■ **About this task**
Retype every entry exactly, down to the last character.
Start of Available data
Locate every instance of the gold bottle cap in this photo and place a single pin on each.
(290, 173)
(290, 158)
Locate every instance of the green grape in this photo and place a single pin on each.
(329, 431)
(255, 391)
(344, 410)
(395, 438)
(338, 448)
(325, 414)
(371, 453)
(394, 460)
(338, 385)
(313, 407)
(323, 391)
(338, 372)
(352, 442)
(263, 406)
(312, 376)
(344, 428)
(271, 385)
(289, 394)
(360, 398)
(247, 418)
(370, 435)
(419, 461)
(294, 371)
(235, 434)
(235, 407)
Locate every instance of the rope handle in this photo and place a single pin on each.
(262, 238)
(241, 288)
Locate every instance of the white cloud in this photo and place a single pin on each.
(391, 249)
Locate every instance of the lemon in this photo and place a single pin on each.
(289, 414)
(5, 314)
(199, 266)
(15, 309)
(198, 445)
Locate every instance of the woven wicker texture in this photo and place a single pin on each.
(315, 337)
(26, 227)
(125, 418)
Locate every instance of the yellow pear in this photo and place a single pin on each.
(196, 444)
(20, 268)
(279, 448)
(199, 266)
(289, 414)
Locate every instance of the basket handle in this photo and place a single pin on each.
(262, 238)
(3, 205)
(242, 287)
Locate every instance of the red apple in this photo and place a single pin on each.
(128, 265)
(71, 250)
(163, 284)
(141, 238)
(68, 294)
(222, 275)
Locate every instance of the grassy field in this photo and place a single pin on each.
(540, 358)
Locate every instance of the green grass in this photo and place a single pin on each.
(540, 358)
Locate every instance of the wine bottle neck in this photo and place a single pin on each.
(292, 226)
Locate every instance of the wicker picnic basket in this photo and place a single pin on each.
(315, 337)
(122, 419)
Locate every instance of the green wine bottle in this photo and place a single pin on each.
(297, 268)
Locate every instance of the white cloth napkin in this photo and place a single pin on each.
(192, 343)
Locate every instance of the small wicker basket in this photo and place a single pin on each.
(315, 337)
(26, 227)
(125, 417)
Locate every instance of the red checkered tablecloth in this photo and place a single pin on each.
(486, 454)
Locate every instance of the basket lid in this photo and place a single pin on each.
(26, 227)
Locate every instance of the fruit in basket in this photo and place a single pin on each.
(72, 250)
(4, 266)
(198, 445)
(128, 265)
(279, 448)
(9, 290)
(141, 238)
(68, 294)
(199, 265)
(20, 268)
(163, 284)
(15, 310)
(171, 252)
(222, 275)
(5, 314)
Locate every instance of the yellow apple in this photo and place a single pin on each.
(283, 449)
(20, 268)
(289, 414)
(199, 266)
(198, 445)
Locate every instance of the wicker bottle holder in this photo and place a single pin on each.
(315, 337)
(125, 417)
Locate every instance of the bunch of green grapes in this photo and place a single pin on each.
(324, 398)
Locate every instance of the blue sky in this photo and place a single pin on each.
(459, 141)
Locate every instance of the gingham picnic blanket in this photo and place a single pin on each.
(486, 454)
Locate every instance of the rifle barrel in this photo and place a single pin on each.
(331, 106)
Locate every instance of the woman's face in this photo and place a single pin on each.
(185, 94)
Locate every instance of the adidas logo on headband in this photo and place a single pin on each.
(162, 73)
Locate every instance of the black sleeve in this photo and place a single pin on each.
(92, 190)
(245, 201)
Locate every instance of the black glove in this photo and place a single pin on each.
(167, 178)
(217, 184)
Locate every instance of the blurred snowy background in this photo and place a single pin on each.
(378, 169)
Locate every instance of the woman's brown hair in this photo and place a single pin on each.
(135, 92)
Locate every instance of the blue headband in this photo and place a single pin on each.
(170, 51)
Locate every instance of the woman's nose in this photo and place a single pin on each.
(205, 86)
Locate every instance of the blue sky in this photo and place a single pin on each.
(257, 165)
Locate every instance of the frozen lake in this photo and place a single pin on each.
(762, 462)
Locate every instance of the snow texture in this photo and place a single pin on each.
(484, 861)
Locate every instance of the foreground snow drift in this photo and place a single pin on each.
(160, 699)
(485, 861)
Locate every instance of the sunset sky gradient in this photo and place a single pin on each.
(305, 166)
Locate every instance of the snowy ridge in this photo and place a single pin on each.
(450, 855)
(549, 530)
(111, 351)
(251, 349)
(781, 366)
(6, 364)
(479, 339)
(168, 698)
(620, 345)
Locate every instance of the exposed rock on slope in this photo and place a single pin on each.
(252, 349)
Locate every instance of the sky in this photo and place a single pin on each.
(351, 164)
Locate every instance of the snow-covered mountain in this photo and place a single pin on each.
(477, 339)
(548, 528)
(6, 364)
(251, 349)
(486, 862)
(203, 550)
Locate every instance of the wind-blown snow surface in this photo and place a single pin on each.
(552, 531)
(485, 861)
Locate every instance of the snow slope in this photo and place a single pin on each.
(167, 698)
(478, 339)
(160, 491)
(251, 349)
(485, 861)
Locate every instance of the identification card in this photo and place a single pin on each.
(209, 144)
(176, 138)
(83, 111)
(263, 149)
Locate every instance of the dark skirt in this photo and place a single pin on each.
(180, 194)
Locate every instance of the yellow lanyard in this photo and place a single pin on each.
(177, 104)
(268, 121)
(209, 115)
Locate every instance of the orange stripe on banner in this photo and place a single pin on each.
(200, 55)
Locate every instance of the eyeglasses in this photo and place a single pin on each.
End of Available data
■ **Exercise output**
Locate every instance of the gold bottle cap in this photo and place a single pin on each.
(290, 173)
(290, 158)
Locate every instance of the green grape in this photo and place a single pin on each.
(329, 431)
(255, 391)
(344, 410)
(395, 438)
(338, 448)
(325, 414)
(371, 453)
(394, 460)
(338, 385)
(313, 407)
(323, 391)
(338, 372)
(352, 442)
(263, 406)
(312, 376)
(344, 428)
(271, 385)
(289, 394)
(360, 398)
(247, 418)
(370, 435)
(419, 461)
(294, 371)
(235, 434)
(235, 407)
Locate every instance of the rope handle in this photo and place a single pin on each.
(262, 238)
(241, 288)
Locate every instance of the white cloud in this photo and place a single pin on each.
(391, 249)
Locate every instance of the lemon in this photo and place a single pin on each.
(289, 414)
(5, 314)
(199, 266)
(15, 309)
(198, 445)
Locate every instance of the woven wicker texture in this photo and place a single pin on each.
(315, 337)
(26, 227)
(125, 418)
Locate every instance of the yellow pear in this photo and place a single pin on each.
(196, 444)
(20, 268)
(279, 448)
(199, 266)
(289, 414)
Locate every instance of the basket handle in this photo and place a single pin on each.
(262, 238)
(3, 205)
(242, 287)
Locate every instance of the red apple in this photo and place a single pin on each.
(128, 265)
(71, 250)
(163, 284)
(141, 238)
(68, 294)
(222, 275)
Locate every instance of the grassy field in this photo and place a single pin on each.
(540, 358)
Locate every instance of the green grass in this photo and place a single pin on each.
(540, 358)
Locate every instance of the wine bottle neck in this photo and place a single pin on each.
(292, 226)
Locate every instance of the wicker picnic basket in this photo and place a single pin on each.
(315, 337)
(122, 419)
Locate every instance of the green wine bottle in this photo and place a single pin on each.
(297, 268)
Locate every instance of the white cloth napkin in this photo and place a single pin on each.
(192, 343)
Locate every instance of the small wicker basket in this photo and place a single pin on each.
(315, 337)
(26, 227)
(125, 417)
Locate every instance of the red checkered tablecloth in this photo and place a single pin on each.
(486, 454)
Locate every instance of the basket lid in this photo and place a single pin on each.
(26, 227)
Locate every instance of the fruit in basket in this photo and place a single pin on each.
(72, 250)
(4, 266)
(198, 445)
(128, 265)
(279, 448)
(9, 290)
(141, 238)
(68, 294)
(199, 265)
(20, 268)
(163, 284)
(15, 310)
(171, 252)
(222, 275)
(5, 314)
Locate every instance of the yellow apple in this photo and place a single pin on each.
(283, 449)
(20, 268)
(289, 414)
(199, 266)
(198, 445)
Locate every instance of the wicker bottle holder in this photo and place a single pin on each.
(315, 337)
(125, 417)
Locate every instance of the bunch of green grapes in this photo and place a single pin on each.
(324, 398)
Locate every instance of the blue sky in this photo and place a single pin on each.
(459, 141)
Locate every instance of the gingham picnic blanket in this photo and place a single pin on each.
(486, 454)
Locate every instance of the rifle barrel in this photo and place a single pin on each.
(331, 106)
Locate every instance of the woman's face in this photo and place a single pin on each.
(185, 94)
Locate every instance of the adidas logo on headband in this photo and place a single pin on each.
(162, 73)
Locate every instance of the black sleeve in this photo and place a single pin on each.
(92, 190)
(245, 201)
Locate every instance of the black glove in this photo and place a single pin on each.
(167, 178)
(217, 184)
Locate every instance of the blurred snowy background in this photo and place a single pin on each.
(378, 169)
Locate every instance of the woman's brown hair in this photo and place a single pin on each.
(135, 92)
Locate every instance of the blue headband in this photo and place a single pin on each.
(170, 51)
Locate every instance of the woman's nose in this photo and place a single pin on each.
(205, 86)
Locate every instance of the blue sky in this photo and place a single pin on each.
(257, 165)
Locate every instance of the frozen lake in this photo and place a single pin on each.
(762, 462)
Locate every instance of the snow texture in this photo and place a single pin on each.
(484, 861)
Locate every instance of the foreground snow drift in this photo and place a single pin on each.
(160, 699)
(485, 861)
Locate every instance of the sunset sky gradient in this photo and place a single pin on each.
(305, 166)
Locate every instance of the snowy ridge in this photo and place a single pin on each.
(450, 855)
(549, 530)
(111, 351)
(251, 349)
(781, 366)
(6, 364)
(479, 339)
(168, 698)
(620, 345)
Locate every instance of the exposed rock on slope in this photo and place a single pin on each.
(252, 349)
Locate every instance of the sky in this photo and place a single pin on each.
(351, 164)
Locate every instance of the snow-covered mountain in this photo and place a single pin on each.
(477, 339)
(548, 528)
(6, 364)
(251, 349)
(486, 862)
(203, 550)
Locate every instance of the wind-blown snow surface in this photo and place a single pin on each.
(552, 531)
(485, 861)
Locate every instance of the snow slope in this photo and place a single pin on each.
(167, 698)
(478, 339)
(160, 491)
(251, 349)
(485, 861)
Locate every instance of the identification card in this photo and place a single pin on each.
(209, 144)
(176, 138)
(83, 111)
(263, 149)
Locate every instance of the dark skirt in this photo and place a single pin on each.
(180, 194)
Locate every instance of the yellow lanyard in this photo and place a single pin on each.
(177, 104)
(268, 121)
(209, 115)
Locate every instance of the orange stripe on banner in this photo and place a single pin on each.
(200, 55)
Locate every instance of the eyeglasses in this photo and place a single pin on each.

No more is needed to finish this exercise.